**DATA FOR PROCESSING**:
begin

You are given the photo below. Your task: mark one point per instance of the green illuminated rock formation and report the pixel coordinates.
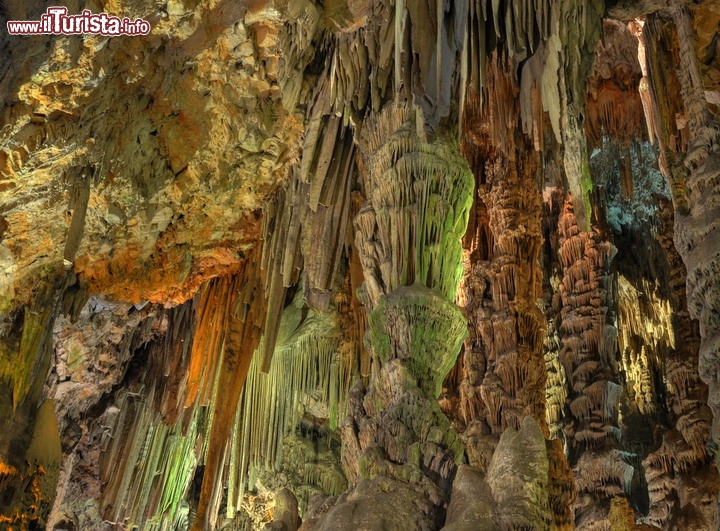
(362, 264)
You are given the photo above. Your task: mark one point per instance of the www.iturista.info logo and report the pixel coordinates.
(56, 21)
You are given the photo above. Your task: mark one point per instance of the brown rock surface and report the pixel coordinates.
(303, 259)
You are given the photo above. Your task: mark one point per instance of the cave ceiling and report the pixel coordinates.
(361, 264)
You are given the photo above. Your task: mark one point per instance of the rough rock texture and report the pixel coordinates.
(287, 264)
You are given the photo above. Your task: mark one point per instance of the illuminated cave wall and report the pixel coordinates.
(362, 264)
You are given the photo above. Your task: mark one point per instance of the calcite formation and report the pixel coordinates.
(362, 264)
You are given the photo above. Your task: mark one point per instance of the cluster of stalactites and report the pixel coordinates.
(418, 197)
(307, 367)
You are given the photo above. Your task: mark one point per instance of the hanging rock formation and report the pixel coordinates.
(362, 264)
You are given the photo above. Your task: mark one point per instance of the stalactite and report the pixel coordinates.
(306, 360)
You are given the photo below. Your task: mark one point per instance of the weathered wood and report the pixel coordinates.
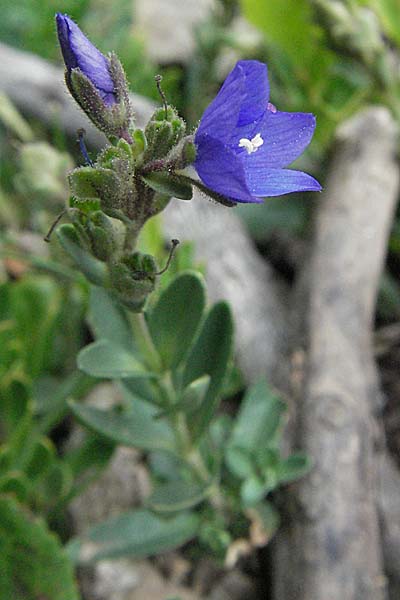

end

**DIRECTION**:
Write out every one of the records above word for word, omitting the pictures.

**TASK RESPONSE**:
You are given the photo below. Your task: mark one point per instance of the green illuminated rock formation and report the pixel coordinates.
(362, 264)
You are given the photo above. Your task: mark one point per instance of the www.iturista.info logo and report the pixel coordinates.
(56, 21)
You are given the photo above. Your task: mark one point per instance of the brown rock surface and report the pixel coordinates.
(303, 259)
You are given the photo above. Your task: mark one point per instance of the cave ceiling and report the pixel coordinates.
(361, 264)
You are given the photo above. Your task: mark one point per instance of the rough rock texture and report the pixel coordinates.
(287, 264)
You are given the photo above. Your task: mark one point per instance of the illuminated cave wall and report the pixel coordinates.
(362, 264)
You are given the photo above. Your task: mark one point per instance of the calcite formation and report the pixel coordinates.
(362, 264)
You are given the photo above. Your task: mark one point per instance of the cluster of stalactites and report the pixel coordinates.
(418, 197)
(307, 367)
You are given the photo above. Your task: mark one point per instance of the hanging rock formation and report the pixel coordinates.
(362, 264)
You are given the photo above. Your task: mark one point per instance of the stalactite and report the pixel coordinates.
(306, 360)
You are given the photo below. Your task: mark one point per instance of the weathered wood and report the pixel coordinates.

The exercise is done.